— begin PASSAGE GIVEN —
(San Francisco, CA)- The 49th edition of the Rolex Big Boat Series sailed from the 26th to 29th, September, was yet another great event for the history books. The RBBS took center stage on San Francisco Bay immediately after the thrilling finale of the 34th America's Cup when Team Oracle (expat- Kiwi version) made their unprecedented comeback to win the Cup over Emirates Team New Zealand (real Kiwi version) against unprecedented odds. This year's RBBS featured the HPR National Championship (with J/125s in the mix), the J/120 North American Championship, a great J/105 fleet and the exciting debut of the J/70 one-design class.
A dedicated spectator-friendly race track was setup for the J/70s. And, as promised by Norm Davant, RBBS Regatta Chairman, it fulfilled the “fast, exciting, racing along essentially the same track as the America’s Cup race courses, with the starts and finishes in front of St Francis YC and major viewing areas.”
Recognized as one of the premier West Coast regattas, the Rolex Big Boat attracts professional and corinthian sailors from around the world. The four day regatta provided the 100+ boats just about every weather condition possible within the "classic" SF Bay westerly sea-breeze. Every day started at the light end of the range, 8-12 kts from the West with very little fog and slowly built to the expected 12-20 kts from the WSW each day at the sunny end of the range. It was idyllic, gorgeous sailing most of the time for everyone.
— end PASSAGE GIVEN —
## GIVEN REQUEST 1
In the entries below, how many lines contain the string "pillar" with matching case? Give only the number.
## GIVEN REQUEST 2
Continue the Rolex Big Boat Series report from its final sentence.
— begin SOURCE RECORDS —
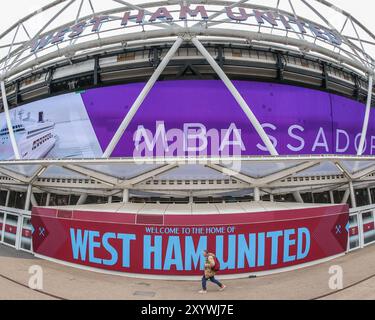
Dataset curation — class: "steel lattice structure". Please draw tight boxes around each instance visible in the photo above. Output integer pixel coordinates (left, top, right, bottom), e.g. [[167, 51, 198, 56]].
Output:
[[0, 0, 375, 209]]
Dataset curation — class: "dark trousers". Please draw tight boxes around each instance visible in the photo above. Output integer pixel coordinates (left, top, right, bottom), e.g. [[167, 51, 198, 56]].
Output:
[[202, 276, 223, 291]]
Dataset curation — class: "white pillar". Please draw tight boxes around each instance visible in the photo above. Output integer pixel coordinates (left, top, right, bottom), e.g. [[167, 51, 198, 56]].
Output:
[[122, 189, 129, 203], [103, 37, 184, 158], [77, 194, 87, 206], [191, 37, 279, 156], [367, 188, 372, 204], [46, 193, 51, 207], [1, 81, 21, 160], [270, 193, 275, 202], [293, 191, 304, 203], [254, 187, 260, 202], [30, 193, 38, 207], [349, 181, 357, 208], [357, 75, 373, 156], [341, 188, 350, 204], [25, 184, 32, 211], [329, 190, 335, 204], [5, 190, 10, 207]]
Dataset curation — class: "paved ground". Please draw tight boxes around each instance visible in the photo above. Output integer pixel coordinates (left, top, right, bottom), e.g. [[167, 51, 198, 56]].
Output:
[[0, 246, 375, 300]]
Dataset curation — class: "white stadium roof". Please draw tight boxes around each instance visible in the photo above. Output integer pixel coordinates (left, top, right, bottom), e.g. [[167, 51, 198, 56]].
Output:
[[0, 0, 375, 77]]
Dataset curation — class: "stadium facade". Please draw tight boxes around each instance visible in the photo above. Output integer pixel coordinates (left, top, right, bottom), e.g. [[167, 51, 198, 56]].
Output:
[[0, 0, 375, 278]]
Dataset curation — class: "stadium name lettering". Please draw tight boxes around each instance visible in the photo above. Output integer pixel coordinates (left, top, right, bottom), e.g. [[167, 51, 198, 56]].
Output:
[[70, 227, 311, 271], [133, 121, 375, 158], [31, 5, 342, 52]]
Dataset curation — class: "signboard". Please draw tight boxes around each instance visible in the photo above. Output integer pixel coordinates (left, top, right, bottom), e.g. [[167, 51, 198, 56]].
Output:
[[0, 80, 375, 160], [32, 205, 349, 276], [31, 5, 342, 53]]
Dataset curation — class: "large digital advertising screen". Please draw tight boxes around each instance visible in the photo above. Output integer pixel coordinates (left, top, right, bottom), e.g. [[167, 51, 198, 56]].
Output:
[[0, 80, 375, 160], [32, 205, 349, 276]]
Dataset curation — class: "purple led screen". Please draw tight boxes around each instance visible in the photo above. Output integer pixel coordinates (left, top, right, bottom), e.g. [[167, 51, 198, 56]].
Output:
[[82, 80, 375, 157]]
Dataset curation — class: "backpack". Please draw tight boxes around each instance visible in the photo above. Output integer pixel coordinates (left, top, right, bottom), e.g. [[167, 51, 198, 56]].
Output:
[[212, 256, 220, 272]]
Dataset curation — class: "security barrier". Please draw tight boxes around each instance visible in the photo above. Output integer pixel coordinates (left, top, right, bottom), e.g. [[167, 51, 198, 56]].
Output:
[[0, 205, 375, 266], [348, 205, 375, 251]]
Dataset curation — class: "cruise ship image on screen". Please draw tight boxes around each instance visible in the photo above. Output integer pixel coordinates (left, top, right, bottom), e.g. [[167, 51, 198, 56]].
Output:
[[0, 110, 56, 160]]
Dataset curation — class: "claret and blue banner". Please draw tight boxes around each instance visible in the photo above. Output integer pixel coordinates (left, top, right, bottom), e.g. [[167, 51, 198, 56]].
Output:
[[32, 205, 349, 276], [0, 80, 375, 160]]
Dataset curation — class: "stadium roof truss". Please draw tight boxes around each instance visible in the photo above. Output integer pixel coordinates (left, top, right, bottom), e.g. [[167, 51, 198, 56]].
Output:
[[0, 0, 375, 202]]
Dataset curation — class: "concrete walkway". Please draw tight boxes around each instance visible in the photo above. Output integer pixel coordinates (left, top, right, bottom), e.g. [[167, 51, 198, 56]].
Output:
[[0, 246, 375, 300]]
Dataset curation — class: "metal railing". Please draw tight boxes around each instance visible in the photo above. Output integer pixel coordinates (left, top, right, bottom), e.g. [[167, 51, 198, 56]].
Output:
[[348, 205, 375, 252]]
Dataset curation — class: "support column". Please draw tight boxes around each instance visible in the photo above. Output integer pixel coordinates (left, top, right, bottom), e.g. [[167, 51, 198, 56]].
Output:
[[1, 81, 21, 160], [254, 187, 260, 202], [293, 191, 304, 203], [77, 194, 87, 206], [349, 181, 357, 208], [5, 190, 10, 207], [122, 189, 129, 203], [25, 184, 32, 211], [46, 193, 51, 207], [329, 190, 335, 204], [30, 193, 38, 207], [103, 37, 184, 158], [367, 188, 372, 204], [357, 74, 373, 156], [341, 188, 350, 204], [191, 37, 279, 156]]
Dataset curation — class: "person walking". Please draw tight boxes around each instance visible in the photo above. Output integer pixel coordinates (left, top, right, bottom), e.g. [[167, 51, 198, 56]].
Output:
[[199, 250, 226, 294]]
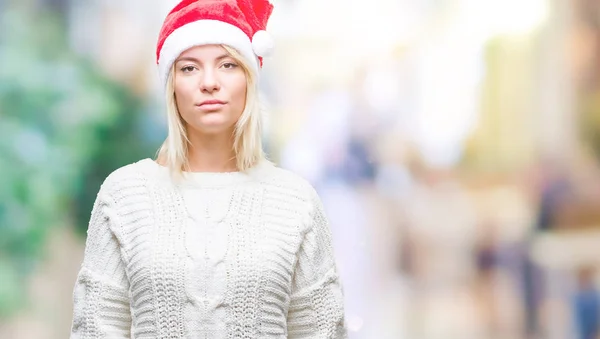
— end SOURCE RECORDS —
## REPLY 1
1

## REPLY 2
Thursday's sailing kicked off with two races in light to moderate breezes and a strong flood tide that kept the sailing teams in working hard to outwit each other. In the six-boat IRC D class, the margins on finishes were quite narrow, especially for David Halliwill’s (New York, N.Y.) J/120 PEREGRINE, which finished 2-1. New this year were first-place trophies for daily races and "Boat of the Day" awards. The J/70 LITTLE HAND, owned by Frank Slootman of Pleasanton, Calif. won the latter award for the first day.
Friday's sailing started off with a one-hour postponement ashore, followed by another hour of waiting on San Francisco Bay-- neither dashed spirits nor inhibited competition for the sailors. In fact, just as it did yesterday, the wind faithfully filled in as a westerly—light at first but packing the same punch, at 18-20 knots, by the end of the day— to overpower the morning easterly and accommodate two races for everyone. In the J/70s, a second set of three races was added to three races from yesterday and began to tell a story of “consistency pays off.”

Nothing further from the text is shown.